--- Start SUPPLIED DATA ---
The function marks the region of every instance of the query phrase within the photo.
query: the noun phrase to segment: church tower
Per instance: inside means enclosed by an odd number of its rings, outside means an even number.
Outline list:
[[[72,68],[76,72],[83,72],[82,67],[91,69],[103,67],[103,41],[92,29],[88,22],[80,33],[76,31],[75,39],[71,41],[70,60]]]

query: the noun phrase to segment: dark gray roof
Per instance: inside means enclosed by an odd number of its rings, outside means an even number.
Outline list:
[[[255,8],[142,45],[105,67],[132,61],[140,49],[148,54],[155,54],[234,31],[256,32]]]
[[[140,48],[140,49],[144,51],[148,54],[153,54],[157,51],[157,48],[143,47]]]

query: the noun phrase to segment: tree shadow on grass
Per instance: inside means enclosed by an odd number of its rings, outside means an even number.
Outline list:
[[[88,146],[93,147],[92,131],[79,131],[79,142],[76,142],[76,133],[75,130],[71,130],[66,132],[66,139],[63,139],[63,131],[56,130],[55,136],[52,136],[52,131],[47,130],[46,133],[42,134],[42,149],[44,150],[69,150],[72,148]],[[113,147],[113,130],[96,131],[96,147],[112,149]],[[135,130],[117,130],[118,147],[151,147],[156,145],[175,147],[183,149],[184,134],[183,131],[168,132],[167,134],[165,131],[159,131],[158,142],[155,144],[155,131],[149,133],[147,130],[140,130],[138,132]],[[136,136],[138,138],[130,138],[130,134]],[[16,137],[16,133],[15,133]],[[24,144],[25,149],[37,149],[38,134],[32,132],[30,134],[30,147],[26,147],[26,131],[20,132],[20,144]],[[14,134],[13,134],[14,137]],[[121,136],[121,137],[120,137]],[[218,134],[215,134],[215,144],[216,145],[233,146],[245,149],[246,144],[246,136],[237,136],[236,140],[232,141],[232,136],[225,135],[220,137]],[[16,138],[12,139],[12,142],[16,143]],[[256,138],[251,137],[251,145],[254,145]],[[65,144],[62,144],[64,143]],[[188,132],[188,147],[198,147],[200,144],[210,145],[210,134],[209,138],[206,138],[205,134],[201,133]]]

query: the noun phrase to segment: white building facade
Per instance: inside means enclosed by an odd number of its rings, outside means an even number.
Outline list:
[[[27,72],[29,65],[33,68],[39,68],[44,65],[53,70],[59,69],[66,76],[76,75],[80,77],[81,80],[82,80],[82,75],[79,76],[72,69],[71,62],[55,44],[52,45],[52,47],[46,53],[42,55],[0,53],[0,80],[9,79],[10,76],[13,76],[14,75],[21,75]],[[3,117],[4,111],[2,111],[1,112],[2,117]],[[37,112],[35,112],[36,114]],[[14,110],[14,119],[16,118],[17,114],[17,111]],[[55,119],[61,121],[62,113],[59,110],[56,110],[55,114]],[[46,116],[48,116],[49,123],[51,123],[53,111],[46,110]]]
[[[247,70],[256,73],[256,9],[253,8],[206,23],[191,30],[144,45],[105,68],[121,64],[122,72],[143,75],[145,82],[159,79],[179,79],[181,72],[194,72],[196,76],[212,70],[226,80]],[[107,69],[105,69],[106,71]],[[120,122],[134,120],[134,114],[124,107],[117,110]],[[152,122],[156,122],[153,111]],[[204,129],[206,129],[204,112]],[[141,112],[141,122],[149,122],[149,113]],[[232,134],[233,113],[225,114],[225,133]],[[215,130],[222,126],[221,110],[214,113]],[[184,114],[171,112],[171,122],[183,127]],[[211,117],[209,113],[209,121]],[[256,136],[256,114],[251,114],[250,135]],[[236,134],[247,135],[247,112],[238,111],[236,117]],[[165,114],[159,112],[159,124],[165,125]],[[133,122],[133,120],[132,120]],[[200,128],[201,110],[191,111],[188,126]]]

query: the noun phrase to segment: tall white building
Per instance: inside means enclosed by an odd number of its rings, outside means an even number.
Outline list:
--- End SUPPLIED DATA ---
List each line of the listing above in which the word "query" appears.

The function marks the region of every instance of the query phrase within the photo.
query: the noun phrase to segment: church tower
query: the noun phrase to segment: dark gray roof
query: the noun phrase to segment: tree shadow on grass
query: the noun phrase to segment: white building facade
query: the noun phrase to segment: tall white building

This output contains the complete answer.